## WHAT THE TASK ASKS
Where does the word "like" show up in the data? Please find each such line and copy it.

## Dataset entries
=== Section Start ===

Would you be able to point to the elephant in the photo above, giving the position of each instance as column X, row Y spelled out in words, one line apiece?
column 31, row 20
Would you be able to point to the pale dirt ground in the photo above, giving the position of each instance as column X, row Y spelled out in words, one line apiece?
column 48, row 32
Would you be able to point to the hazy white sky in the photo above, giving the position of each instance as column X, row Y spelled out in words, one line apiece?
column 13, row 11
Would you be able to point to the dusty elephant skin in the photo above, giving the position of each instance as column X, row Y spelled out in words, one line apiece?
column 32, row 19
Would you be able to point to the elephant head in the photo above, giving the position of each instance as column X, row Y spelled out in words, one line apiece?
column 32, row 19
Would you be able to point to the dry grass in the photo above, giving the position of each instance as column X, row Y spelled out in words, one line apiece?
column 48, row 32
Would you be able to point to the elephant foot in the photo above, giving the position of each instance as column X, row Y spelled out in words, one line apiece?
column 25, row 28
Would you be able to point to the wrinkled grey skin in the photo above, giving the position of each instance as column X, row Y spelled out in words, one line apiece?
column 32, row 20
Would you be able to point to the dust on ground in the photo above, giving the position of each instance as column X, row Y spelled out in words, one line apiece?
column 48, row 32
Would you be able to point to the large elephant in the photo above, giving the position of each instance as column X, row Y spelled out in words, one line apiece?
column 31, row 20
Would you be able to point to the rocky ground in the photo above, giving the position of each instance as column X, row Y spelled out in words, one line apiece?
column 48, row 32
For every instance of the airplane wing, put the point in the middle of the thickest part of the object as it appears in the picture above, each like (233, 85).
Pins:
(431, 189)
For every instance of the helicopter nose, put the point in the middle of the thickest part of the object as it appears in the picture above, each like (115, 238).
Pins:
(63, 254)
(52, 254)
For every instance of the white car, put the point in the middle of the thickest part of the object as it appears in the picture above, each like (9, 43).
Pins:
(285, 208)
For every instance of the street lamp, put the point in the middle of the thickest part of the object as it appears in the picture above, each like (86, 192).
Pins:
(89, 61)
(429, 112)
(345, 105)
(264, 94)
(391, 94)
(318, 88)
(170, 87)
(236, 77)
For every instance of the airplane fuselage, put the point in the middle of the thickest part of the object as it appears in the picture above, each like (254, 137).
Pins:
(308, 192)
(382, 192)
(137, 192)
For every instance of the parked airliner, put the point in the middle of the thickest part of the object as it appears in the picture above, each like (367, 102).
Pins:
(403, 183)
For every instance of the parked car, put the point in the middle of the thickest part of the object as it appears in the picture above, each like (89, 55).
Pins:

=== Section End ===

## ANSWER TO THE EXERCISE
For every instance of the airplane wing, put the point in the middle of the thickest part of the object as it appears in the picture above, each like (233, 85).
For every instance of the helicopter nose, put the point in the middle of the thickest part of the object as it appears in the picture above, each like (115, 238).
For every instance of the white car, put the point in the middle of the thickest part of the object as it appears in the picture above, each like (9, 43).
For every instance of the street lamp, put the point in the middle of the thickest part of the object as it appears in the picture above, each like (86, 192).
For every instance of the airplane fuselage, put the point in the middle of the thickest part of the object as it appears in the picture above, each like (254, 137).
For every instance of the parked airliner, put the point in the middle of the thickest part of the object as it appears in the picture above, each like (367, 102).
For every instance of the parked car, put the point in the middle of the thickest part of the object as it appears in the picture above, each like (89, 55).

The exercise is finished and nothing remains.